Requirement:
Set down exactly, and only, the lines from the one with "Where can the brick house" to the final line of the entries, both included.

(Beginning of Input material)

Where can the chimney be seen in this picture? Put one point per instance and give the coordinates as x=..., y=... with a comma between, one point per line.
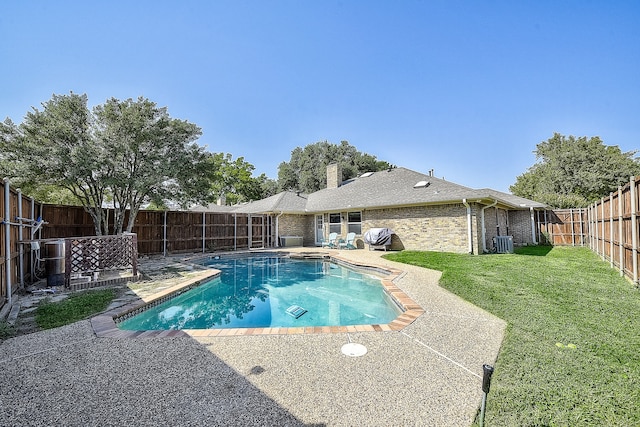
x=334, y=175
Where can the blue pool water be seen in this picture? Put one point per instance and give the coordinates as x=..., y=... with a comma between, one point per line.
x=257, y=292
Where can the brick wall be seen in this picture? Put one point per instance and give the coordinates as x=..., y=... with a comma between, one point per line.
x=433, y=228
x=298, y=225
x=520, y=227
x=496, y=224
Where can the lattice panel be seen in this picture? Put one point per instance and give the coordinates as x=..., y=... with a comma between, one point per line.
x=91, y=254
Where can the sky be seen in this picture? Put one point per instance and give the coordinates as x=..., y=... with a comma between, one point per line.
x=467, y=88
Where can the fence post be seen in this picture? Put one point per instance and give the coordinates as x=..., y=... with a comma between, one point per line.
x=7, y=241
x=204, y=230
x=634, y=228
x=620, y=232
x=596, y=241
x=602, y=227
x=611, y=229
x=582, y=211
x=573, y=235
x=164, y=235
x=20, y=239
x=548, y=229
x=235, y=232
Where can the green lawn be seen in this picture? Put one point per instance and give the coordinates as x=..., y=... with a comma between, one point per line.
x=77, y=307
x=571, y=355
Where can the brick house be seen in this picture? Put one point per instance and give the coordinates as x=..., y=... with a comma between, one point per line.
x=425, y=212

(End of Input material)

Answer:
Where can the brick house be seen in this picture? Put one point per instance and give the coordinates as x=..., y=... with a comma between, one point per line.
x=425, y=212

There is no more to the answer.